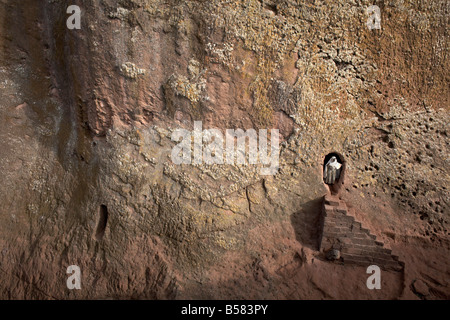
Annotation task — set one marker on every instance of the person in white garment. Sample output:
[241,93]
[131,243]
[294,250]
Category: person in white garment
[332,171]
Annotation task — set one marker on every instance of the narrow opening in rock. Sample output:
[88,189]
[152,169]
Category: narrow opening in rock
[334,178]
[102,221]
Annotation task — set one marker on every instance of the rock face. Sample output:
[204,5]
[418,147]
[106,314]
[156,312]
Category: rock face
[87,118]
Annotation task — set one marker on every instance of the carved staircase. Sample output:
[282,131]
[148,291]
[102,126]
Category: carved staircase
[340,231]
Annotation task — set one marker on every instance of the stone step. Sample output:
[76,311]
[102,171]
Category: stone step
[353,258]
[352,240]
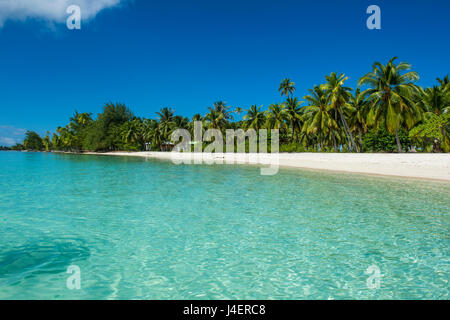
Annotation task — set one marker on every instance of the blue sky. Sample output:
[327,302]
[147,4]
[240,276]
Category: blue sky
[188,54]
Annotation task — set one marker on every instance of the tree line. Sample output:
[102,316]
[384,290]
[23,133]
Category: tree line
[387,112]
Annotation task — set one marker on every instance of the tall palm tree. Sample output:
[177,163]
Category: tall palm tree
[238,111]
[444,81]
[276,116]
[222,108]
[318,116]
[215,120]
[357,110]
[255,118]
[181,122]
[287,87]
[339,95]
[166,121]
[294,113]
[133,132]
[390,95]
[435,100]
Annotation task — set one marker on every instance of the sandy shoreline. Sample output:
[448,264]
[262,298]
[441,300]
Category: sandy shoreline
[422,166]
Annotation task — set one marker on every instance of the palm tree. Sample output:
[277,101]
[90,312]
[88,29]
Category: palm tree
[287,87]
[444,81]
[215,120]
[339,96]
[318,117]
[276,116]
[166,121]
[435,100]
[181,122]
[222,108]
[254,118]
[238,111]
[358,109]
[390,95]
[294,113]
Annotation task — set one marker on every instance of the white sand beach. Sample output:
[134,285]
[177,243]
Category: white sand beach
[412,165]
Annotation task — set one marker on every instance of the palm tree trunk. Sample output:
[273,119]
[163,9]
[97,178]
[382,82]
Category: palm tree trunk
[360,141]
[334,141]
[347,131]
[399,145]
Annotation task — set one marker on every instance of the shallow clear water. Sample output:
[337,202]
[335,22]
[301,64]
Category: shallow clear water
[147,229]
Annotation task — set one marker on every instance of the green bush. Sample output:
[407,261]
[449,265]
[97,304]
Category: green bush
[380,140]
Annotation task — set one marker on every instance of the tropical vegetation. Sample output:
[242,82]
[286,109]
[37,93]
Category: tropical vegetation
[387,112]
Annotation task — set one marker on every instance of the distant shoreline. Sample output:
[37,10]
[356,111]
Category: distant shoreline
[408,165]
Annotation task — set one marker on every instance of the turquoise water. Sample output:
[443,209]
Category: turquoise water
[147,229]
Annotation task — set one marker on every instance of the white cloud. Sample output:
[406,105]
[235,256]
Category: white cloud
[50,10]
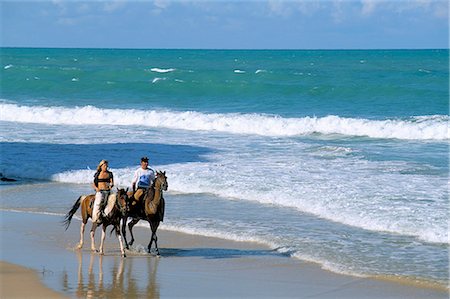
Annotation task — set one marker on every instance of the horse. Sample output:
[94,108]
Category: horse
[151,208]
[115,208]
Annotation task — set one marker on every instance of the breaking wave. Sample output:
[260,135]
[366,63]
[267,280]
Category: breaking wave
[433,127]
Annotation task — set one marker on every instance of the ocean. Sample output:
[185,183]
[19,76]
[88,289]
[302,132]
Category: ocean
[334,157]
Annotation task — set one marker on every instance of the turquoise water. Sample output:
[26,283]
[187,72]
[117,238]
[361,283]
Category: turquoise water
[336,157]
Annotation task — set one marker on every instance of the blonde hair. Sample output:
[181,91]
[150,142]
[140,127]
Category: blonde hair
[99,167]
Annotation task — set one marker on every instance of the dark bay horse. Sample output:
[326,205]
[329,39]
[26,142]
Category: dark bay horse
[115,209]
[150,209]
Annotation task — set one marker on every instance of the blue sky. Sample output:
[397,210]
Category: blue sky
[275,24]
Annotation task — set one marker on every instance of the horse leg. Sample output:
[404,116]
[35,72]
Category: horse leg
[94,227]
[117,229]
[130,227]
[124,231]
[102,242]
[80,244]
[154,227]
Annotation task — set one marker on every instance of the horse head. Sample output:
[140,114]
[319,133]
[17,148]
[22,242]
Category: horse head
[161,181]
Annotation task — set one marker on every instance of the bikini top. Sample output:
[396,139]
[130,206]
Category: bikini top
[103,180]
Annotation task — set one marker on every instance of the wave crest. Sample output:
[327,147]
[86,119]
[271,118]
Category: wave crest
[435,127]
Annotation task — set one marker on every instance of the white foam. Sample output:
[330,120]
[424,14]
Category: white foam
[158,70]
[435,127]
[354,200]
[157,79]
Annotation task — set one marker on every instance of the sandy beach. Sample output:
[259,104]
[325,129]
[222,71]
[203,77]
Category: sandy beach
[189,266]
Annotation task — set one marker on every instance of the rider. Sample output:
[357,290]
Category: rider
[142,179]
[103,182]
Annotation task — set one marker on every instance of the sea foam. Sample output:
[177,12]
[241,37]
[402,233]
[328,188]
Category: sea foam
[434,127]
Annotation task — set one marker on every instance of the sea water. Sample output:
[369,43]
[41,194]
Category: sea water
[334,157]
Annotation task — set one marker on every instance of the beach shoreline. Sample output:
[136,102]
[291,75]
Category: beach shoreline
[189,266]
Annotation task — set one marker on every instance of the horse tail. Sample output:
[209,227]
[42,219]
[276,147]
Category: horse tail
[69,215]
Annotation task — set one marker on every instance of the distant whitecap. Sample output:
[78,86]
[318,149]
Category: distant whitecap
[158,70]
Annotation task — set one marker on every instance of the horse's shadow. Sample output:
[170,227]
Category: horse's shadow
[217,253]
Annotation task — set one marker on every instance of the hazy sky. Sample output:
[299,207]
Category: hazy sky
[294,24]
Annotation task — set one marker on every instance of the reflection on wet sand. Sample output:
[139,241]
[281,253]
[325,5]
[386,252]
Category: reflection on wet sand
[116,280]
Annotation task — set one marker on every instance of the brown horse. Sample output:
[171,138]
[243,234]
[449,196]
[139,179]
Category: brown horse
[115,208]
[150,209]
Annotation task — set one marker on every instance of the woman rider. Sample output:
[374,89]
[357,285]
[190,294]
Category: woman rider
[103,182]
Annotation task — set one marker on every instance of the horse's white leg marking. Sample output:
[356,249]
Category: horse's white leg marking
[80,245]
[103,239]
[121,244]
[92,237]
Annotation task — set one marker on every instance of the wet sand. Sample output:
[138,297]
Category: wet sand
[189,266]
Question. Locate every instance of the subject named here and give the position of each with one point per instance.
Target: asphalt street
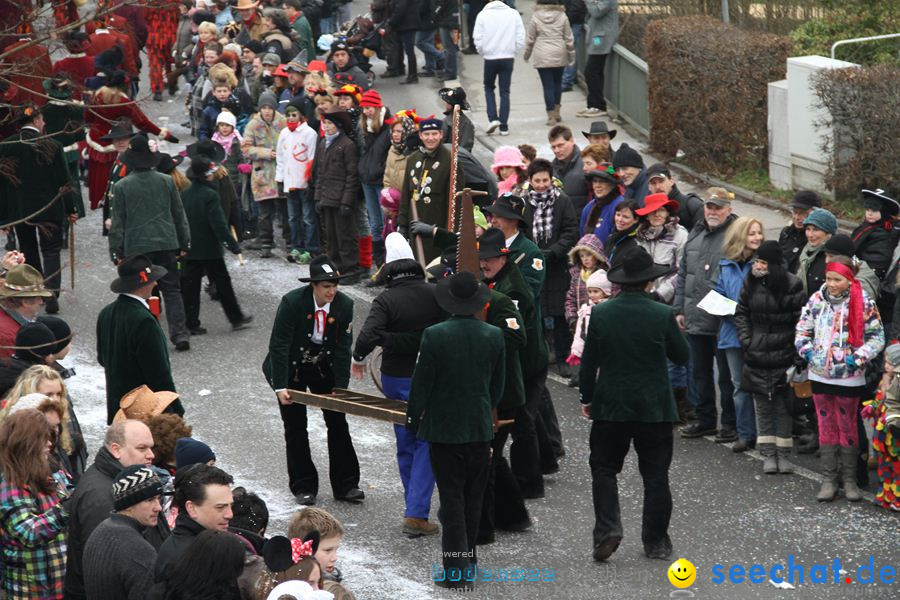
(726, 512)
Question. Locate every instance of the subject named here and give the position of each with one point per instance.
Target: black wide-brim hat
(206, 148)
(322, 269)
(139, 155)
(504, 206)
(462, 294)
(636, 266)
(135, 272)
(889, 206)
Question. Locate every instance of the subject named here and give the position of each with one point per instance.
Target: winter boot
(849, 456)
(828, 459)
(784, 460)
(770, 462)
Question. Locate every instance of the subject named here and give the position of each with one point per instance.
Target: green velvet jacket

--

GOAL
Reproduce all entries exactly. Pictures do not belong in the copy.

OUTPUT
Annotation task — set one marker on every instance of the person in white garment. Sample output:
[241,93]
[131,243]
[294,250]
Category: person in white garment
[332,171]
Annotation task — set one marker on every instance of the narrow opening in rock. Sample output:
[88,189]
[152,169]
Category: narrow opening in rock
[334,178]
[102,221]
Annotation task — set one marker on every instance of the rock face. Sample output:
[204,5]
[418,147]
[106,314]
[156,312]
Category: rock face
[87,118]
Annotation task — set one marker on every instance of the carved staircase. Sample output:
[282,131]
[148,291]
[102,126]
Category: carved staircase
[340,231]
Annotation task — set one marker on every instance of the stone step. Sample output:
[76,311]
[102,171]
Category: stone step
[353,258]
[352,240]
Annotation task — set one marker on every instance of the blue sky. Sample output:
[327,302]
[147,4]
[240,276]
Category: blue sky
[188,54]
Annotation task — set one marker on every instance of the tree line. Sample output:
[102,316]
[384,290]
[23,133]
Category: tree line
[387,112]
Annotation task — set one marker on every instance of the tall palm tree. Sample output:
[177,163]
Category: tall palm tree
[238,111]
[444,81]
[276,116]
[222,108]
[318,116]
[215,120]
[357,110]
[255,118]
[181,122]
[287,87]
[339,95]
[166,121]
[294,113]
[133,132]
[390,95]
[435,100]
Annotation task — set one marker on every instance of the sandy shoreline. Sample output:
[448,264]
[262,298]
[441,300]
Category: sandy shoreline
[422,166]
Annotation task — set one marker on every instance of the palm tree. Sample output:
[277,101]
[90,312]
[88,29]
Category: palm tree
[287,87]
[444,81]
[215,120]
[339,96]
[318,117]
[276,116]
[166,121]
[435,100]
[181,122]
[222,108]
[254,118]
[238,111]
[358,109]
[390,95]
[294,113]
Annotation task — set one marker on every instance of the white sand beach. Sample output:
[134,285]
[177,243]
Category: white sand beach
[412,165]
Annotation task — set one marker on every instance of the palm tree trunk. Sample output:
[273,119]
[163,9]
[97,178]
[382,82]
Category: palm tree trunk
[360,141]
[334,141]
[347,131]
[399,145]
Annotation task — set one marker on every instance of the shallow clear water. Sample output:
[337,202]
[335,22]
[301,64]
Category: shallow clear water
[147,229]
Annotation task — set one marker on every instance of the green bush. Sample output:
[407,261]
[449,265]
[97,304]
Category: green bush
[380,140]
Annotation task — set one marker on every instance of the tropical vegetation. Sample output:
[242,82]
[286,109]
[37,93]
Category: tropical vegetation
[387,112]
Annotation task — set one marker on every instance of the distant shoreline. Sample output:
[37,10]
[356,111]
Category: distant shoreline
[408,165]
Annotation task — set one marker on every instance of the turquoise water. Sample output:
[443,209]
Category: turquoise water
[147,229]
Annotation task — set one marker on every instance of the white cloud. Sample output:
[406,105]
[235,256]
Category: white cloud
[50,10]
Annotation task — set one marker on every instance of the horse. Sample output:
[94,108]
Category: horse
[151,208]
[115,208]
Annotation task — set one marker on every instance of the breaking wave. Sample output:
[260,135]
[366,63]
[267,280]
Category: breaking wave
[433,127]
Annotation task — set one marker on every instance of the ocean. Sample output:
[185,183]
[19,76]
[88,289]
[302,132]
Category: ocean
[334,157]
Annotation task — set one marker on every instance of the turquoise water. Sample output:
[26,283]
[187,72]
[117,238]
[361,283]
Category: turquoise water
[336,157]
Annotation task — set one marker on every instance of the blonde hair. Sample output:
[181,91]
[150,142]
[140,127]
Category: blonde hair
[99,167]
Annotation task — set one marker on every instance of the dark bay horse. Sample output:
[326,205]
[329,39]
[26,142]
Category: dark bay horse
[115,209]
[150,209]
Annotation task — set one marker on every instance of the blue sky. Sample output:
[397,210]
Category: blue sky
[275,24]
Annotation task — set one marker on every instance of the horse leg. Sample output:
[404,116]
[35,72]
Category: horse leg
[94,227]
[117,229]
[130,227]
[124,231]
[102,242]
[80,244]
[154,227]
Annotation task — set one marker on every instance of the horse head. Sample output:
[140,114]
[319,133]
[17,148]
[22,242]
Category: horse head
[161,181]
Annotation task — set one marker on every instance of the bikini top. Sample output:
[396,139]
[130,206]
Category: bikini top
[103,180]
Annotation task — set one marker on every instance of the wave crest. Sample output:
[327,147]
[86,119]
[271,118]
Category: wave crest
[435,127]
Annotation task — set one marker on every instance of the white foam. Sample output:
[330,120]
[424,14]
Category: white foam
[158,70]
[435,127]
[354,200]
[157,79]
Annotation task — set one marker on every instance of the sandy beach. Sample output:
[259,104]
[325,129]
[222,71]
[203,77]
Category: sandy beach
[189,266]
Annotation task — set one marker on every instance of the rider. Sample output:
[357,290]
Category: rider
[142,179]
[103,182]
Annotation task — set one marker on every instance of the sea foam. Sample output:
[177,12]
[241,37]
[402,233]
[328,188]
Category: sea foam
[434,127]
Annotation task — set one marker on every instance of the sea water. Sample output:
[369,43]
[41,194]
Category: sea water
[334,157]
Annotation task — set one marker on every instance of the beach shoreline. Sample output:
[136,102]
[291,75]
Category: beach shoreline
[189,266]
Annotation task — set one marker on every instance of the horse tail. Sample output:
[209,227]
[42,219]
[276,147]
Category: horse tail
[69,215]
Annotation task — set one marker on every instance of the distant whitecap. Sample output:
[78,86]
[318,149]
Category: distant whitecap
[158,70]
Annotation task — set one marker on every instance of the horse's shadow. Sample output:
[170,227]
Category: horse's shadow
[217,253]
Annotation task — set one marker on every instance of the hazy sky. Sample output:
[299,207]
Category: hazy sky
[294,24]
Annotation task — set one marker on every instance of the reflection on wet sand. Sample output:
[139,241]
[281,253]
[325,5]
[386,252]
Category: reflection on wet sand
[116,280]
Annotation task — set one marker on every instance of the brown horse. Sample output:
[171,138]
[243,234]
[449,196]
[139,179]
Category: brown horse
[115,208]
[150,209]
Annotation task — set one marker on every instance of the woman rider. Sample output:
[374,89]
[357,285]
[190,294]
Category: woman rider
[103,182]
Annotation task — set one marker on every instance of the horse's white leg marking. Sample output:
[356,249]
Category: horse's white leg marking
[80,245]
[103,239]
[121,244]
[92,237]
Annotation task — set one marker on every instance of the wet sand. Sample output:
[138,297]
Category: wet sand
[189,266]
Question. Locate every instance of the subject named here and give the position of each with one point per instance.
Target: asphalt street
(726, 512)
Question. Locate every instance of the subject named here and give the position of each with one point per instance.
Target: black wide-brim hat
(206, 148)
(322, 269)
(139, 155)
(504, 206)
(462, 294)
(636, 266)
(135, 272)
(889, 206)
Question. Locate every instance of the subject named here and give the position of each with one point per instance.
Target: winter boot
(849, 456)
(828, 459)
(784, 460)
(770, 462)
Question. Locate every instance of the subject named here and give the position of each with one point per instance.
Target: green velvet jacket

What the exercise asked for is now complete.